What to work on
Can you set out every line of the records below as a numbered list, leaving out any blank lines?

──────

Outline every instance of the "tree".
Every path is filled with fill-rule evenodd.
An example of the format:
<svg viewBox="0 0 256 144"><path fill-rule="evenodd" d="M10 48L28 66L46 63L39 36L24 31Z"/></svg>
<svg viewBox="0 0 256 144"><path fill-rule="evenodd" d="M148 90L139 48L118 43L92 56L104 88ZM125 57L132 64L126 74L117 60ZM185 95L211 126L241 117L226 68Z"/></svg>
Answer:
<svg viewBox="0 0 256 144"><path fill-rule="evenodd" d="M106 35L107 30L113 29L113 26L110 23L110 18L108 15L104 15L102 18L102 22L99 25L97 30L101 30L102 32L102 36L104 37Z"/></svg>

──────

Task response
1. Outline every instance of the "tree".
2. Every path is filled with fill-rule evenodd.
3. An example of the format:
4. <svg viewBox="0 0 256 144"><path fill-rule="evenodd" d="M10 48L28 66L46 63L39 36L24 31Z"/></svg>
5. <svg viewBox="0 0 256 144"><path fill-rule="evenodd" d="M148 90L139 48L118 43L92 56L104 88ZM125 57L132 64L126 74L117 60ZM185 95L211 126L241 117L226 68Z"/></svg>
6. Answer:
7. <svg viewBox="0 0 256 144"><path fill-rule="evenodd" d="M106 35L107 30L113 29L113 26L110 23L110 18L108 15L104 15L102 18L102 22L99 25L97 30L101 30L102 32L102 36L104 37Z"/></svg>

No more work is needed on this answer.